Coimbra,
14 de Outubro de 1945
– Estes
novos fazem-me de fel e vinagre, e eu reajo, claro. Mas reajo só por
fora. Sou humano,
e não é agradável ouvir certos assobios. Por dentro, porém, estou
inteiramente com eles. Com quem hei-de estar eu, senão com quem tem
a natureza pelo seu lado? Mesmo que façam maus versos e péssima
prosa, eles é que têm vinte anos, é que vão trazer ao mundo a sua
primavera de agora. E eu, a dizer que não, bebo-lhes as palavras,
espreito-lhes os gestos, acompanho-os em todas as suas aventuras,
solidário com a verdade que não sabe cantar nem
descrever, mas que está espelhada na sua mocidade. Sei, de resto,
que a função de uma árvore nova não é dar bons frutos, mas
irradiar confiança. No pomar onde já todos os pólens se cruzaram,
é ela que traz a virgindade de uma promessa. Às vezes sai cereja
bichosa. Paciência. O seu corpo foi morada de uma inquietação, e,
enquanto o foi, teve a flâmula azul da vida a drapejar nos seus
ramos.

(Dados):
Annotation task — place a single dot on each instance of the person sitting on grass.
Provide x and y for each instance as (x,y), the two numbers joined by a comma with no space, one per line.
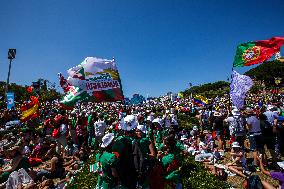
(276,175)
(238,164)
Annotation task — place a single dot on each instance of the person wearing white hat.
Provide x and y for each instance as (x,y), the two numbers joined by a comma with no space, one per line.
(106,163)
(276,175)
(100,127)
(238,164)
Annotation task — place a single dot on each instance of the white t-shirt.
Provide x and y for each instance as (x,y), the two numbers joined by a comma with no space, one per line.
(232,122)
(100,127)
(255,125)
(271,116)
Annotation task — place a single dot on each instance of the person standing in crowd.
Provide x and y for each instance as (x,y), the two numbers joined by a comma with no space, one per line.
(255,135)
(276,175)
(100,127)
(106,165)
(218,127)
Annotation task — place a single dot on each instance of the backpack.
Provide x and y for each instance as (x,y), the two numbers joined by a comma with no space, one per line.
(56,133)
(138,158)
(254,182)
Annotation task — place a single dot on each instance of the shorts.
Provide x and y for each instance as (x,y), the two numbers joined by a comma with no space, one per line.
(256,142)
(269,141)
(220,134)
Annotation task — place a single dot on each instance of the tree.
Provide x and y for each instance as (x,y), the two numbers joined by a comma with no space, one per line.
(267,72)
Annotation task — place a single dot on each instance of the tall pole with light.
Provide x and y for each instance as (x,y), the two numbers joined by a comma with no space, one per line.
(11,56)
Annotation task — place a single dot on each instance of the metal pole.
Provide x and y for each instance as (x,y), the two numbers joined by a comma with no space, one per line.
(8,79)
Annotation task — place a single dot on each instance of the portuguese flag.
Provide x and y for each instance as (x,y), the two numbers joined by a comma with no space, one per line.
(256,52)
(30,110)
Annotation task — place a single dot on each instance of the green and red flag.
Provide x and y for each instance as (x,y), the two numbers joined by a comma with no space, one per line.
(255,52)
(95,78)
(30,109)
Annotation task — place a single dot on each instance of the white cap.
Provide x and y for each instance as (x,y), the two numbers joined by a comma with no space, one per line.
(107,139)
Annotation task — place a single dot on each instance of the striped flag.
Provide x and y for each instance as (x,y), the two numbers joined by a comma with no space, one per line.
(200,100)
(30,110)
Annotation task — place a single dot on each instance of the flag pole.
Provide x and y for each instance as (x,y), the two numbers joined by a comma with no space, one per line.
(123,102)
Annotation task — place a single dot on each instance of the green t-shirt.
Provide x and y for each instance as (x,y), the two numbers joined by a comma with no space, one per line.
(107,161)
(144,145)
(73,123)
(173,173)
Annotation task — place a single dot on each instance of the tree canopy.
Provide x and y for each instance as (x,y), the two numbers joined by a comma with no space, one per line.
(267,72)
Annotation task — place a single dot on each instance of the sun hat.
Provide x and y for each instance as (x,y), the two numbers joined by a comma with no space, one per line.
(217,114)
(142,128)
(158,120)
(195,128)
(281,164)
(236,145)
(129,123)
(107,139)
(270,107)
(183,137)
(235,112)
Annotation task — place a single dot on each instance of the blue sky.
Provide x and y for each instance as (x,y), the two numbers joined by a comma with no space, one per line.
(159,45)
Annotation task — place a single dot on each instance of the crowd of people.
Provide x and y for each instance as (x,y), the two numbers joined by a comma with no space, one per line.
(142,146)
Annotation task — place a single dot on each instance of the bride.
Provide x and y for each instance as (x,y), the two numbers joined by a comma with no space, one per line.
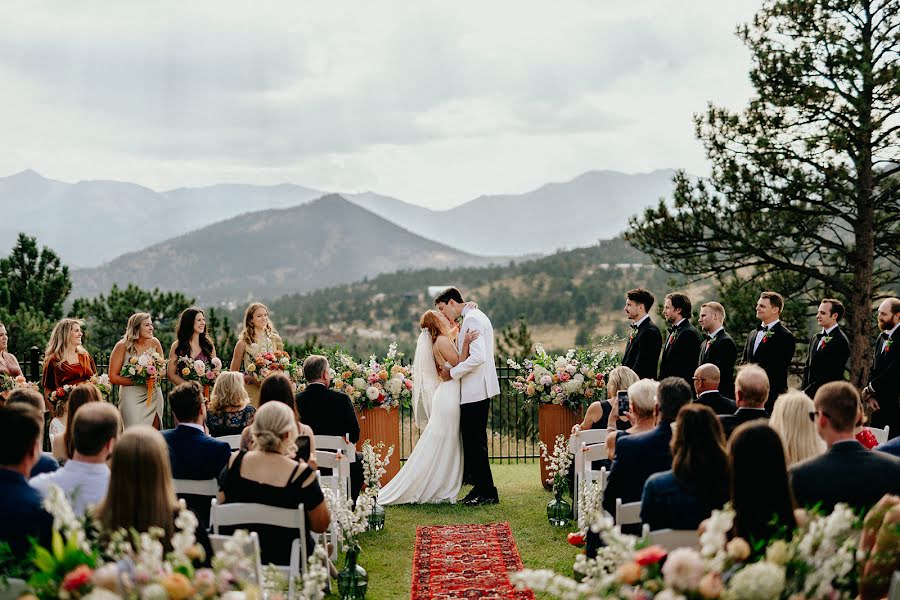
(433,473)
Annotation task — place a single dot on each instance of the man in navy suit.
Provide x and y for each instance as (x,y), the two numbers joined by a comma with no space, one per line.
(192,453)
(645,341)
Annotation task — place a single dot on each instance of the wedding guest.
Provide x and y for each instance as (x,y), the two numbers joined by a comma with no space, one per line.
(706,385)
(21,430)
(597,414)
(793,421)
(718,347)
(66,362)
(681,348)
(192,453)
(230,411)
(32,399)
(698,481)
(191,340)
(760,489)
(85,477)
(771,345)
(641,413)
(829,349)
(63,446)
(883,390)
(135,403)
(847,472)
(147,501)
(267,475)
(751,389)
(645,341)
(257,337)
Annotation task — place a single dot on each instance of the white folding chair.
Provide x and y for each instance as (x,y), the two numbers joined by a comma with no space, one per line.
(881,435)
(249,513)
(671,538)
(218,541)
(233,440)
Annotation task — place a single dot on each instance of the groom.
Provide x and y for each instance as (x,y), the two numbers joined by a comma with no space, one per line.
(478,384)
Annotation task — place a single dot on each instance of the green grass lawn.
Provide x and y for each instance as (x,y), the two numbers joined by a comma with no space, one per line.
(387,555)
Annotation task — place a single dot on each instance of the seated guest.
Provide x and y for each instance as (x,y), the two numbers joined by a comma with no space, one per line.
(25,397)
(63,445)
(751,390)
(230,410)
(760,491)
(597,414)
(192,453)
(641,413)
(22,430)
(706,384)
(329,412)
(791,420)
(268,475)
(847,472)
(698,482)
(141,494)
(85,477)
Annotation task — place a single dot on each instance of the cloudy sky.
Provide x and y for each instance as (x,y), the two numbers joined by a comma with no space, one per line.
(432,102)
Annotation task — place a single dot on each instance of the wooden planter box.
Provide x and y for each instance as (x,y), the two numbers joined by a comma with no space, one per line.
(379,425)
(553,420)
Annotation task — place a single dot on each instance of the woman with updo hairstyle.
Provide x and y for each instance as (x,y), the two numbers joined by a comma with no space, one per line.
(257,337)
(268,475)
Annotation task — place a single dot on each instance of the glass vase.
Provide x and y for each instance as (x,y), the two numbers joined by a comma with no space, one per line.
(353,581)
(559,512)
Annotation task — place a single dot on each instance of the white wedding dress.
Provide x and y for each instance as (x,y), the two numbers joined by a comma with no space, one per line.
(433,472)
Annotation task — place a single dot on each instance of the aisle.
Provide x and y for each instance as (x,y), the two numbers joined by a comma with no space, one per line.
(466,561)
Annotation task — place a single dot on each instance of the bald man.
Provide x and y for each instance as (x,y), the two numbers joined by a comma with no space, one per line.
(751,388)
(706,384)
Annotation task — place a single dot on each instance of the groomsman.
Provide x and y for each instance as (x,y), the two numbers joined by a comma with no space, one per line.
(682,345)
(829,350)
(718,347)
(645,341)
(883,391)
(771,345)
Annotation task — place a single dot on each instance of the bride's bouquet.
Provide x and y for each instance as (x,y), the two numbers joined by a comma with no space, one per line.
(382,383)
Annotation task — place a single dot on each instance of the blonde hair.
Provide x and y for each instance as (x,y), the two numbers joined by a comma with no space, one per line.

...

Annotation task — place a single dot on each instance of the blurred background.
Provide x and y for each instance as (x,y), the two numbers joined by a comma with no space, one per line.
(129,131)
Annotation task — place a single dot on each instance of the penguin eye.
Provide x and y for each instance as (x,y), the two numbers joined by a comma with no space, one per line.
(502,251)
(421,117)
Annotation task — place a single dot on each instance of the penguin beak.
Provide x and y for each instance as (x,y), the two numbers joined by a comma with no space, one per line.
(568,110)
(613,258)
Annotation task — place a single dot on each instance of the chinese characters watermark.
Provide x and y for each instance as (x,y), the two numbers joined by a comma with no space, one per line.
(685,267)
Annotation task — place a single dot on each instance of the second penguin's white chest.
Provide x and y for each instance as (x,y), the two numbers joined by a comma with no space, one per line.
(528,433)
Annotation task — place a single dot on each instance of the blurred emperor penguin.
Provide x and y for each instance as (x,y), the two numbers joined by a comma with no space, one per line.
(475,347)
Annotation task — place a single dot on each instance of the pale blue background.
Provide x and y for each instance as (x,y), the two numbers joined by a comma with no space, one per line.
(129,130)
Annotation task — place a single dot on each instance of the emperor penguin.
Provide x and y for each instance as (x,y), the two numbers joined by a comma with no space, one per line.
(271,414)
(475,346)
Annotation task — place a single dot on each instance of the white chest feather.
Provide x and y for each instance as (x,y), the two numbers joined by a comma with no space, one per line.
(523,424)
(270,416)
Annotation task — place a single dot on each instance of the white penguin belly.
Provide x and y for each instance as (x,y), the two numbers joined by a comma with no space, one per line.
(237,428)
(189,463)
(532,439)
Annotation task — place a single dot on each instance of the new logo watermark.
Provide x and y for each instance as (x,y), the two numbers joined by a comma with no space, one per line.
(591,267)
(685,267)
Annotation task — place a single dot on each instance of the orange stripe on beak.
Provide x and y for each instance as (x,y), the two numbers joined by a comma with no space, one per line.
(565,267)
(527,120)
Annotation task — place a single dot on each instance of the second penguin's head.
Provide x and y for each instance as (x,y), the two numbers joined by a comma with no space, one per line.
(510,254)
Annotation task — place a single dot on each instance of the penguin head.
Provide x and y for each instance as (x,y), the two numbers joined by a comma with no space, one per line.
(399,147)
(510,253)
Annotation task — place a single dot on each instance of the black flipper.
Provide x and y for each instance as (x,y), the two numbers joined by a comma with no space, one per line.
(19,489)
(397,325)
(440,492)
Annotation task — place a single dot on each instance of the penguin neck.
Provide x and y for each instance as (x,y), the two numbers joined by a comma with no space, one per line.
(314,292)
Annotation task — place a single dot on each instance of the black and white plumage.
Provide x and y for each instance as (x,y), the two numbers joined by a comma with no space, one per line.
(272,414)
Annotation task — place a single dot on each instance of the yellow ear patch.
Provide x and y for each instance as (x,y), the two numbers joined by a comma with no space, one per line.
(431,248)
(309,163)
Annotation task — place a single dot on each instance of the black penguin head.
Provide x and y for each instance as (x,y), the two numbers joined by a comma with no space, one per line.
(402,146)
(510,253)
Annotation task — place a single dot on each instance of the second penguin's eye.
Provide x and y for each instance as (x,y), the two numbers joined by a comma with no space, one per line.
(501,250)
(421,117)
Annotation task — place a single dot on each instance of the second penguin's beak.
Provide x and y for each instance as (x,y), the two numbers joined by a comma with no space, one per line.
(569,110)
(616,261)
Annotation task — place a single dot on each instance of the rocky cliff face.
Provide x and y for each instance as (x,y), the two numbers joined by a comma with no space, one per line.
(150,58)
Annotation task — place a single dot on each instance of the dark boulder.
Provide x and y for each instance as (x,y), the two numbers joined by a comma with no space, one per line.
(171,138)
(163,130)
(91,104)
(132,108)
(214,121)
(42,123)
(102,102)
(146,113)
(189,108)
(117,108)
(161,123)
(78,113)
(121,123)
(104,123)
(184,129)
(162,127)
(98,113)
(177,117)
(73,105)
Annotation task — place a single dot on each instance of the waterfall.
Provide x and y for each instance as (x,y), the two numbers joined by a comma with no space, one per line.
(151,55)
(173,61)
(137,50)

(O que fazer):
1 - Responda a estas perguntas sobre o texto fornecido:
(a) Em que cidade e em que data foi escrito?
(b) Que idade têm os novos, segundo o texto?
(c) Qual é a função de uma árvore nova, segundo o texto?
2 - Reúna todas as linhas dos registos que contêm a cadeia "shirt", respeitando as maiúsculas e minúsculas.

(Respostas):
1 -
(a) Em Coimbra, a 14 de Outubro de 1945.
(b) Vinte anos.
(c) Irradiar confiança, e não dar bons frutos.

2 -
Annotation task — place a single dot on each instance of the white t-shirt.
Annotation task — place a single dot on each instance of the green t-shirt.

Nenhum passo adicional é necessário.